Records from a dataset
================
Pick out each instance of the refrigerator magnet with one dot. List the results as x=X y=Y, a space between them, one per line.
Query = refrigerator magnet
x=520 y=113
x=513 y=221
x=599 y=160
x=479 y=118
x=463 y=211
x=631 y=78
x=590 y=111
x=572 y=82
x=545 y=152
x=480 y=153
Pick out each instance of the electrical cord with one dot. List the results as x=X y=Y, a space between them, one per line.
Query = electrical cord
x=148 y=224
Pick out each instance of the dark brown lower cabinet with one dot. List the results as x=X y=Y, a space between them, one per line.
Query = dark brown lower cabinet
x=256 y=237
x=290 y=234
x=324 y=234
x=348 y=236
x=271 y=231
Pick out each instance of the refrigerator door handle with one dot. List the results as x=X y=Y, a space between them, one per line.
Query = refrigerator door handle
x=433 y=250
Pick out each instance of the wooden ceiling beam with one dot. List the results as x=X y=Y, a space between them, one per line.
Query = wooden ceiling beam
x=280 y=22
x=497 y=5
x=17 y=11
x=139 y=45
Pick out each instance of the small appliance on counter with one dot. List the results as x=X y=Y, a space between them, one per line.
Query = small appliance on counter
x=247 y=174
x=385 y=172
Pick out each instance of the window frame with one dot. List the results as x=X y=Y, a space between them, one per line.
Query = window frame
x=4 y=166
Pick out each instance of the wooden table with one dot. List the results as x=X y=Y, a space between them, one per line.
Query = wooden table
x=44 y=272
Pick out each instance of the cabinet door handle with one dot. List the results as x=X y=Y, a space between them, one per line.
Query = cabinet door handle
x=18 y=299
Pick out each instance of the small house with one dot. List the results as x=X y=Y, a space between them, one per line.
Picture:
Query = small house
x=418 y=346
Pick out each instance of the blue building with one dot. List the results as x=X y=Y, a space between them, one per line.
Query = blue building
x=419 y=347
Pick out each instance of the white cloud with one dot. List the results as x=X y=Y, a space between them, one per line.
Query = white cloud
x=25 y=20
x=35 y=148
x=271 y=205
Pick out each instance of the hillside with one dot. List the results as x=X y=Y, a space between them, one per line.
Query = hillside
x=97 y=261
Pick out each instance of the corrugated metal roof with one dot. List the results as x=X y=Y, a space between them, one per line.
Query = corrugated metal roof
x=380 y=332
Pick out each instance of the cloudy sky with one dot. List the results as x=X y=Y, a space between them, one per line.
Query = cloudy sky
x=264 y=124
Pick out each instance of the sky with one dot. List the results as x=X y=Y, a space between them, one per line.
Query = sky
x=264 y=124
================
■ Exercise task
Can you copy the rows above word for word, beginning at the line that contains "Pick out each instance of the wooden table" and stopping after the line that contains "x=380 y=332"?

■ Completed exercise
Pick out each instance of the wooden table with one dot. List the results as x=X y=Y, a space between them, one per line.
Query = wooden table
x=44 y=272
Pick out each instance of the cabinet door handle with one dot. List the results as x=X y=Y, a space between them, one per line.
Query = cabinet door handle
x=18 y=299
Pick out each instance of the small house with one dot. List the results as x=X y=Y, a space between them, one per line.
Picture:
Query = small house
x=418 y=346
Pick out each instance of the blue building with one dot. List the results as x=X y=Y, a space between them, one per line.
Query = blue building
x=419 y=347
Pick out each instance of the white cloud with one dot. List the results as x=X y=Y, a space between them, one per line.
Query = white cloud
x=25 y=20
x=35 y=148
x=271 y=205
Pick out each instance of the hillside with one dot. List the results as x=X y=Y, a space between them, one per line.
Query = hillside
x=97 y=261
Pick out each instance of the corrugated metal roof with one dot. List the results as x=X y=Y, a space between them, one per line.
Query = corrugated metal roof
x=380 y=332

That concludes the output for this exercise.